**Task set:**
[1] List the kinds of infrastructure that the passage on threats to the orchid says damage its habitat when built and maintained.
[2] Resume the passage on threats to the orchid, beginning right after its final sentence.

**Given passage:**
Threats to this species include habitat loss and degradation via many processes. Urban development has led to the extirpation of a number of populations, including some within the Salt Lake City and Colorado Springs metropolitan areas. It continues to be a threat in many areas, including the vicinity of Boulder, Colorado. Threats associated with urban development include the introduction of weeds into the habitat and the loss of pollinating insects. Construction and maintenance of roads and other infrastructure, such as dams and pipelines, damages habitat. Recreational activities in the plant's riparian habitat, such as boating and off-road vehicle use, can be damaging. Some populations grow in irrigated fields and are susceptible to mowing and other farm activity, and the conversion to agricultural use consumes natural areas. As much as 65% of the plant's known habitat is affected by cattle and horse grazing; this can be harmful but it may also be beneficial in some ways, especially if the animals eat competing weeds. The orchid grows in wetland habitat, which is degraded by any process that alters the local hydrology; one estimate had 52% of all individuals in areas threatened by hydrological change. Water is diverted for irrigation and municipal use. The orchid grows in flood-prone river habitat and flood suppression via levees and other structures affects and prevents this natural process. River restoration activities have been known to negatively affect orchid populations that have become established or re-established in previously altered river habitat.

**Given entries:**
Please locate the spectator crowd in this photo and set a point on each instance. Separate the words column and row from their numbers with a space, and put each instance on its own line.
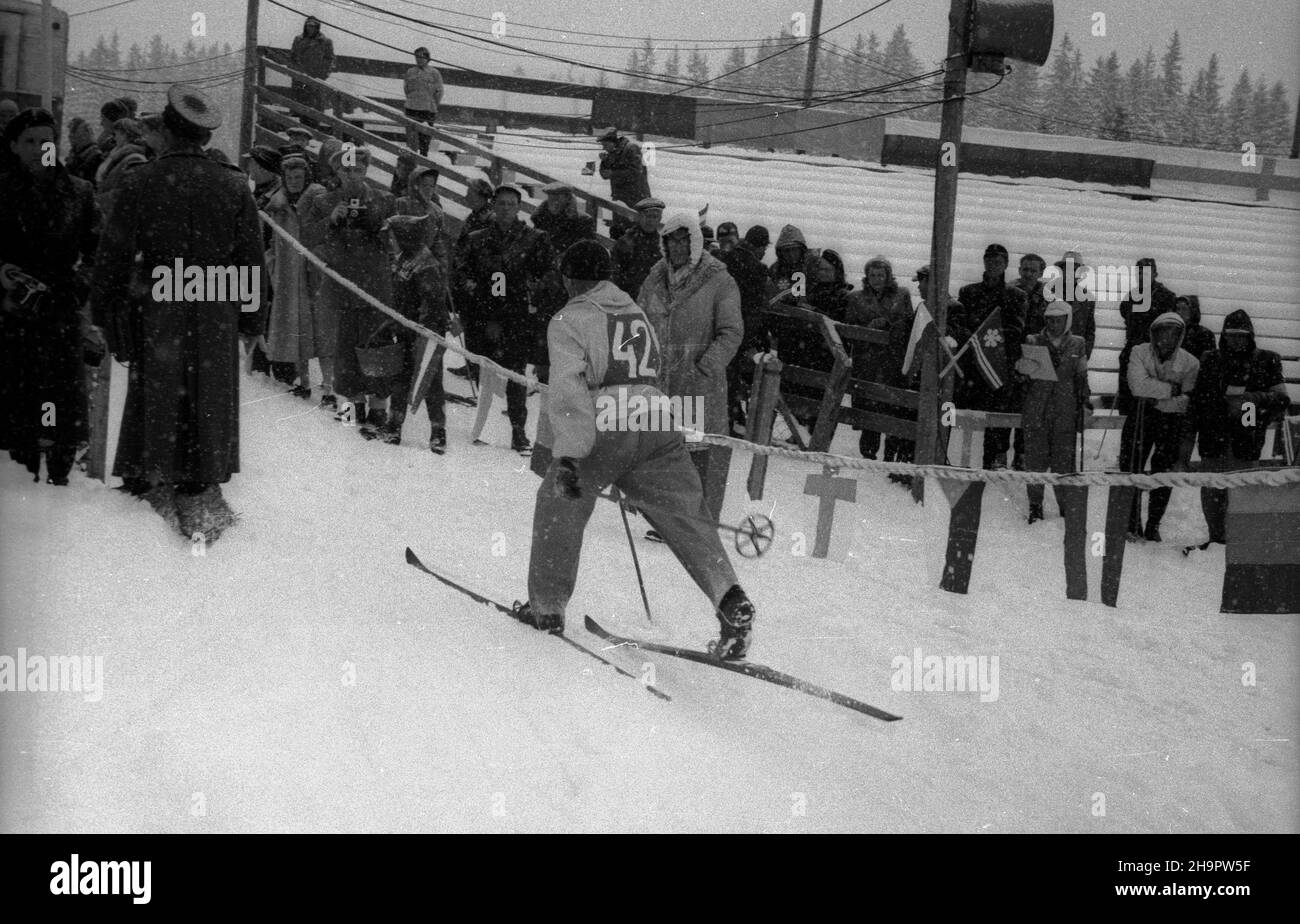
column 72, row 233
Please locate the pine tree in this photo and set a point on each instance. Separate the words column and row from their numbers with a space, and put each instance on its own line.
column 1212, row 117
column 672, row 66
column 1279, row 121
column 632, row 81
column 1105, row 103
column 697, row 70
column 1238, row 117
column 1061, row 96
column 649, row 65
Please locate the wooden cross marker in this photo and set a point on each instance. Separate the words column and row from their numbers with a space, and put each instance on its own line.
column 830, row 489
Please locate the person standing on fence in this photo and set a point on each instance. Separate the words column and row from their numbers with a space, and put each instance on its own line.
column 180, row 436
column 419, row 294
column 1239, row 393
column 343, row 226
column 623, row 166
column 313, row 55
column 745, row 264
column 1161, row 378
column 975, row 391
column 1053, row 408
column 423, row 87
column 694, row 307
column 300, row 325
column 592, row 367
column 497, row 273
column 887, row 307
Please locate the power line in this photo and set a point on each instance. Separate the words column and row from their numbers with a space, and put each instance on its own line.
column 599, row 35
column 789, row 48
column 99, row 9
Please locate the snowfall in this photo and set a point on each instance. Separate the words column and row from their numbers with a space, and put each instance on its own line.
column 299, row 676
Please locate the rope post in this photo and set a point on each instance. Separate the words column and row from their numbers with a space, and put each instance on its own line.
column 762, row 412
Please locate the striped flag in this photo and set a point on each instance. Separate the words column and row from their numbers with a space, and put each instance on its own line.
column 918, row 329
column 988, row 345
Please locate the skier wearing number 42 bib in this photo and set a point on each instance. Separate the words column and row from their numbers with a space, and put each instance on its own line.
column 601, row 345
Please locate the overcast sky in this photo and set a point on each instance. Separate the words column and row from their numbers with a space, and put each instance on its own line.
column 1262, row 35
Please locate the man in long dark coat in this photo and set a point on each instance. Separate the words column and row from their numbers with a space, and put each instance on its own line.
column 180, row 437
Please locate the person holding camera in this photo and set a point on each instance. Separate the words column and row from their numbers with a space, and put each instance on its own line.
column 48, row 235
column 1161, row 378
column 343, row 228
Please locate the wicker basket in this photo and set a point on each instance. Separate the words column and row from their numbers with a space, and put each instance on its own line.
column 381, row 356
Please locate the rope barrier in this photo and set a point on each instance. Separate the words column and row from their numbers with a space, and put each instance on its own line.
column 1273, row 477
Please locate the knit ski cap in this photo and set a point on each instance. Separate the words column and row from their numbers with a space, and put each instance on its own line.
column 585, row 261
column 689, row 220
column 791, row 235
column 265, row 157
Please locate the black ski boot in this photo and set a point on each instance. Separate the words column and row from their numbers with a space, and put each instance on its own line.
column 551, row 623
column 736, row 615
column 375, row 421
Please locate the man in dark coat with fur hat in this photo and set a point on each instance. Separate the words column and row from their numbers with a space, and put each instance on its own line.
column 186, row 216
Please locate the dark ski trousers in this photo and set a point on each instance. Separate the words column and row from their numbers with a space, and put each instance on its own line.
column 1162, row 433
column 653, row 472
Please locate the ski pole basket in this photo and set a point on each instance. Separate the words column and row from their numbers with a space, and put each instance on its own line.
column 382, row 355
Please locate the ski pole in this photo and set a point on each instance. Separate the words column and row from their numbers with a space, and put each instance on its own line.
column 636, row 560
column 755, row 528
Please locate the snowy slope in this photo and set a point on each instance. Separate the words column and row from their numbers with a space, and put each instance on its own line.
column 225, row 673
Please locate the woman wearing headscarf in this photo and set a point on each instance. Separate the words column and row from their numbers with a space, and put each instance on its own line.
column 693, row 304
column 48, row 234
column 299, row 328
column 128, row 154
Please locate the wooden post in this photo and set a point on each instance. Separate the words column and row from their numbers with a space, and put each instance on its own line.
column 251, row 73
column 762, row 412
column 941, row 237
column 810, row 72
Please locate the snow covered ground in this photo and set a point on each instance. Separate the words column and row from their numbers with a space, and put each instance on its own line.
column 300, row 676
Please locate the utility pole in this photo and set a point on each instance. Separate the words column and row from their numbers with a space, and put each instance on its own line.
column 250, row 96
column 47, row 56
column 941, row 238
column 810, row 70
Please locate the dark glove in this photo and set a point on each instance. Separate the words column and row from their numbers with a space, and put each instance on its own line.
column 566, row 480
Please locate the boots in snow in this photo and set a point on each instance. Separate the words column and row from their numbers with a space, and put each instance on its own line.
column 736, row 615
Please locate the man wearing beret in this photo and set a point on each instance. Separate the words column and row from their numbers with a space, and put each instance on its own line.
column 180, row 436
column 638, row 250
column 979, row 300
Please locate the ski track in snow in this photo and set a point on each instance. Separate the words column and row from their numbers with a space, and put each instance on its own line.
column 224, row 673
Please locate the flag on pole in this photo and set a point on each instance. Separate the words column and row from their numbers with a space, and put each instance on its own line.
column 918, row 329
column 988, row 343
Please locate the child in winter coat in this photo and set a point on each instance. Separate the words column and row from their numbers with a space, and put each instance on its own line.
column 1161, row 378
column 1053, row 408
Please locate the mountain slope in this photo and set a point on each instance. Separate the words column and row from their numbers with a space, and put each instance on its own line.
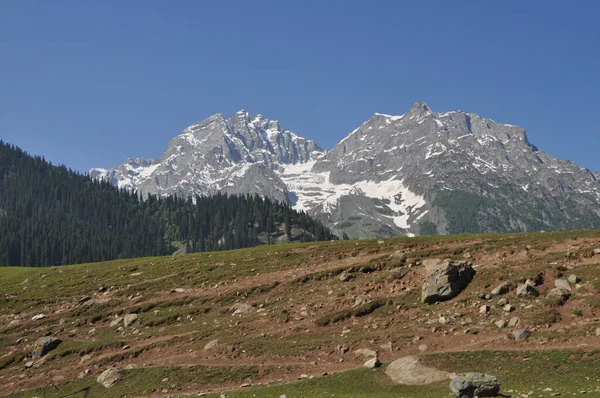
column 419, row 173
column 50, row 215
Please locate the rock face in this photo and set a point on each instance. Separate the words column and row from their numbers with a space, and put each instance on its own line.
column 109, row 377
column 445, row 279
column 418, row 173
column 521, row 334
column 44, row 345
column 500, row 289
column 372, row 363
column 471, row 385
column 409, row 371
column 526, row 290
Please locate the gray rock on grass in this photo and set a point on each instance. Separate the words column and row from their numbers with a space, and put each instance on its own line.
column 109, row 377
column 471, row 385
column 44, row 345
column 445, row 279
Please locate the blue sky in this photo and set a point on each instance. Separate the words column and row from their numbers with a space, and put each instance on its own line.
column 92, row 83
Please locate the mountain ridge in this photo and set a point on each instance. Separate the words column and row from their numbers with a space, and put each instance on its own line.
column 392, row 175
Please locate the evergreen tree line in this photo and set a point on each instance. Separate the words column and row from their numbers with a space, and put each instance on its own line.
column 52, row 215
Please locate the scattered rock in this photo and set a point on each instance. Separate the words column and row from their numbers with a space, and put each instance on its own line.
column 399, row 272
column 129, row 319
column 109, row 377
column 43, row 345
column 558, row 293
column 241, row 308
column 211, row 344
column 366, row 353
column 527, row 290
column 445, row 279
column 500, row 289
column 470, row 385
column 346, row 276
column 562, row 284
column 372, row 363
column 361, row 300
column 387, row 347
column 410, row 371
column 38, row 317
column 521, row 334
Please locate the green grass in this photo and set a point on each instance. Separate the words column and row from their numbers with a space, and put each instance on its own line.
column 565, row 372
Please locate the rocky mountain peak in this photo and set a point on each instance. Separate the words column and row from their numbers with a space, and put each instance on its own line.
column 420, row 108
column 417, row 173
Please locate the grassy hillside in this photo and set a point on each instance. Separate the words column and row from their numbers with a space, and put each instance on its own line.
column 212, row 322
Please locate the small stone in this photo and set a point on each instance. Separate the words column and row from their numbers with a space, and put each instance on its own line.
column 474, row 385
column 129, row 319
column 38, row 317
column 211, row 344
column 527, row 290
column 562, row 284
column 372, row 363
column 399, row 272
column 109, row 377
column 501, row 324
column 521, row 334
column 346, row 276
column 44, row 345
column 500, row 289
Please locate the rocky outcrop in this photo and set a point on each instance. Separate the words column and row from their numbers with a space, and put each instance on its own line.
column 109, row 377
column 44, row 345
column 445, row 280
column 471, row 385
column 412, row 174
column 410, row 371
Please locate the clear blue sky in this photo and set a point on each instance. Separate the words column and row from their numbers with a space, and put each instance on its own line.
column 91, row 83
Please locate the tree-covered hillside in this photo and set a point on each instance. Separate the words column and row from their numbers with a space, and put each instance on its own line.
column 51, row 215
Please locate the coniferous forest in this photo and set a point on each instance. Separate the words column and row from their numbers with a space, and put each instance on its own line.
column 51, row 215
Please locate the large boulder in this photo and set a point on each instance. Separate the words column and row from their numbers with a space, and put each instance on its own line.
column 445, row 279
column 109, row 377
column 409, row 371
column 471, row 385
column 43, row 345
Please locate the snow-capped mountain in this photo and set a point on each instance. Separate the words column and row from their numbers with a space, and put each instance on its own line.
column 419, row 173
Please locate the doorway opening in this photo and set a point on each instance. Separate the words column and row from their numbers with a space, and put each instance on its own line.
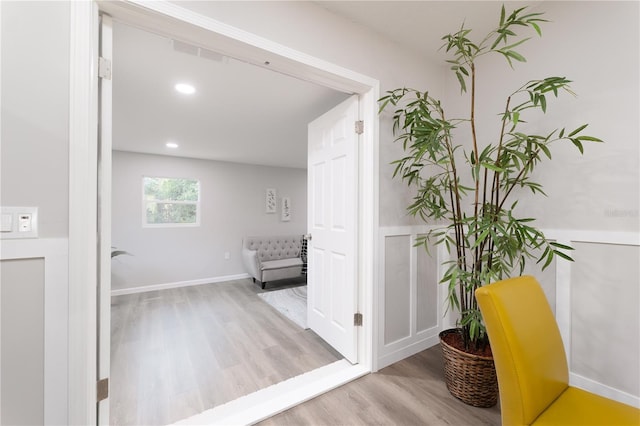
column 212, row 34
column 178, row 351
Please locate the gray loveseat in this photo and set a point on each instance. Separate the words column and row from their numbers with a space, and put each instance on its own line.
column 272, row 258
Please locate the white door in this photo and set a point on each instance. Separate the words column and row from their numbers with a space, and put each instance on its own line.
column 333, row 205
column 104, row 217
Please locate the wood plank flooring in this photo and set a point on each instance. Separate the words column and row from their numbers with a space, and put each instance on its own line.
column 178, row 352
column 409, row 392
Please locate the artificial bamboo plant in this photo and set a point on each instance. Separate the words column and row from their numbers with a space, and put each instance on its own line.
column 486, row 239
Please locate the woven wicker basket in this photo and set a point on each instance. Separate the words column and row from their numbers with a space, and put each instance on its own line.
column 470, row 378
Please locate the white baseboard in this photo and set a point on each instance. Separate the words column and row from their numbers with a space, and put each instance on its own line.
column 407, row 351
column 267, row 402
column 153, row 287
column 603, row 390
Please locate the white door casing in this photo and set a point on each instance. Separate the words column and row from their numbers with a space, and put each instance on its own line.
column 104, row 211
column 333, row 207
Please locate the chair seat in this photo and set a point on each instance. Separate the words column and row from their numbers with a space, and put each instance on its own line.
column 281, row 263
column 581, row 408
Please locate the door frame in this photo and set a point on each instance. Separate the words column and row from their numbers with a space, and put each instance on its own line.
column 174, row 21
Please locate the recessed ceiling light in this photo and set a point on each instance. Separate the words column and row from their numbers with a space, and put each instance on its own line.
column 184, row 88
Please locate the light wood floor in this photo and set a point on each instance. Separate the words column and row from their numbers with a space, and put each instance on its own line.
column 409, row 392
column 178, row 352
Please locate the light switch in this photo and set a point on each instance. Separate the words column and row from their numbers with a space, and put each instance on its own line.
column 24, row 222
column 7, row 222
column 18, row 222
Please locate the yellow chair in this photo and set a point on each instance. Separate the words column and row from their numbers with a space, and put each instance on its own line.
column 531, row 364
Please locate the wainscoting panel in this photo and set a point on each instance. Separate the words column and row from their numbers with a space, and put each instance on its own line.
column 34, row 324
column 595, row 299
column 397, row 293
column 22, row 342
column 410, row 316
column 606, row 293
column 427, row 289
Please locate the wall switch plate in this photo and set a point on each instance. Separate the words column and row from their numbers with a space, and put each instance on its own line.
column 6, row 225
column 19, row 222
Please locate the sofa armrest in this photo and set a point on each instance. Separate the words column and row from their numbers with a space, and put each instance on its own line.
column 251, row 262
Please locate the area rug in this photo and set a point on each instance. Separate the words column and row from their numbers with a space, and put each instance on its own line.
column 290, row 302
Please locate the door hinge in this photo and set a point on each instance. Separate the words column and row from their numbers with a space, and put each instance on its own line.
column 104, row 68
column 357, row 319
column 103, row 389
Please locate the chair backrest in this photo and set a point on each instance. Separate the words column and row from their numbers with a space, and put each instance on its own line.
column 530, row 360
column 275, row 247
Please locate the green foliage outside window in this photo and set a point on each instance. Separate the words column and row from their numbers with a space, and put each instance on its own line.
column 171, row 200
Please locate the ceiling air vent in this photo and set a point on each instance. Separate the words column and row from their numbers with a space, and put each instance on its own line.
column 190, row 49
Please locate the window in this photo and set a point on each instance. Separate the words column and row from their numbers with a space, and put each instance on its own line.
column 170, row 201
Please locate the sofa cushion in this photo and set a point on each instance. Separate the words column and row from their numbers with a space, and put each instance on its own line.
column 281, row 263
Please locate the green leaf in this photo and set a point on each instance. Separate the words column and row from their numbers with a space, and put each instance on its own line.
column 515, row 55
column 578, row 130
column 536, row 27
column 492, row 167
column 563, row 255
column 562, row 246
column 463, row 86
column 588, row 138
column 578, row 144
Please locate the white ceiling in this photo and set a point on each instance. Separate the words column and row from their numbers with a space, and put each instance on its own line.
column 244, row 113
column 240, row 112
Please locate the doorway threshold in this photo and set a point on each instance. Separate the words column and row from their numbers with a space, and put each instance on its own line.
column 267, row 402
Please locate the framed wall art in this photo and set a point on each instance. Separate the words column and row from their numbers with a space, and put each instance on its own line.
column 285, row 213
column 270, row 200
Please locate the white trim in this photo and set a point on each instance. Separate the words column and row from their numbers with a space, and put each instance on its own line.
column 54, row 251
column 178, row 284
column 83, row 132
column 412, row 348
column 267, row 402
column 603, row 390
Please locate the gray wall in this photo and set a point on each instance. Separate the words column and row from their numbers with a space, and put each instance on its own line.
column 35, row 111
column 232, row 207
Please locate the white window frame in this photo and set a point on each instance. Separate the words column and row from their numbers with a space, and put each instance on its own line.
column 197, row 203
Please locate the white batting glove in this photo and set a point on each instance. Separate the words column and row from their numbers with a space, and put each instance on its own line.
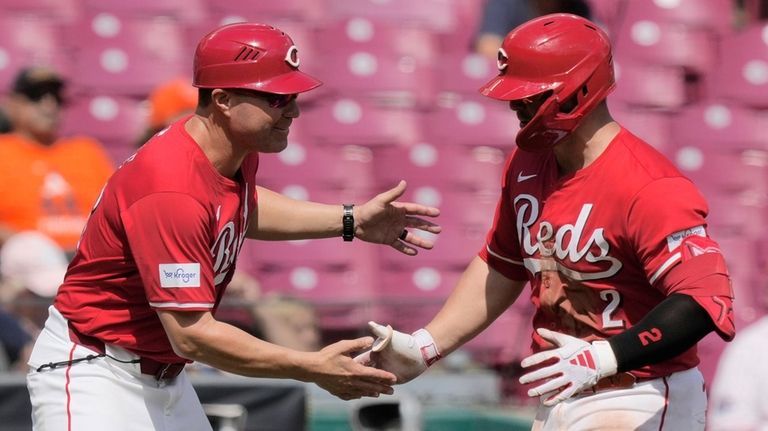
column 406, row 356
column 579, row 366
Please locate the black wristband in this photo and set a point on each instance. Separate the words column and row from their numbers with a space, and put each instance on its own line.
column 348, row 223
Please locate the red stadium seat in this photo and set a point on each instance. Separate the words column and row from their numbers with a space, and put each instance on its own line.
column 184, row 11
column 472, row 120
column 60, row 11
column 741, row 170
column 653, row 41
column 652, row 125
column 721, row 125
column 119, row 121
column 348, row 120
column 649, row 85
column 741, row 74
column 343, row 295
column 455, row 166
column 26, row 41
column 464, row 73
column 710, row 15
column 434, row 15
column 270, row 11
column 321, row 166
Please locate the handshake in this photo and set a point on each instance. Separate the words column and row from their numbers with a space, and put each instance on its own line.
column 404, row 355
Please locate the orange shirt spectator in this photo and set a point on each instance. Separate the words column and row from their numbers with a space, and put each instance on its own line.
column 49, row 184
column 51, row 189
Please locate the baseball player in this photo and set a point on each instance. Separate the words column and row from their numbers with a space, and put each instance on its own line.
column 159, row 249
column 613, row 240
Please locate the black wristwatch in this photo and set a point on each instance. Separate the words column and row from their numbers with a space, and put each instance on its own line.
column 348, row 223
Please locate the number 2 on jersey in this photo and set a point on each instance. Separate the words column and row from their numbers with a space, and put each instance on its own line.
column 614, row 299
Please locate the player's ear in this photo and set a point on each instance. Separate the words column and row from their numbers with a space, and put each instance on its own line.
column 222, row 101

**Answers to each task:**
[1] Roads, dams, and pipelines.

[2]
Invasive species of plants considered threats include redtop (Agrostis stolonifera), musk thistle (Carduus nutans), spotted knapweed (Centaurea maculosa), Russian knapweed (Acroptilon repens), creeping thistle (Cirsium arvense), Fullers teasel (Dipsacus fullonum), oleaster (Elaeagnus angustifolia), quickgrass (Elytrigia repens), leafy spurge (Euphorbia esula), peppergrass (Lepidium latifolium), purple loosestrife (Lythrum salicaria), reed canary grass (Phalaris arundinacea), sow thistle (Sonchus arvensis), and saltcedar (Tamarix chinensis).

This plant grows in many types of habitat reliant on natural cycles of disturbance, such as flooding and occasional wildfire. Without these processes, the habitat becomes overgrown and large and woody vegetation types move in as ecological succession causes overall change. When flooding is controlled and fire suppression is implemented, the orchid may face inadequate conditions, such as too much shade or thick layers of built-up leaf litter.

Other threats include herbivory by native animals such as bighorn sheep, voles, and rabbits. The loss of pollinating bees is a threat, as is the loss of other wildflowers that attract the bees. Other documented threats include drought, pesticides, pollution, and poaching.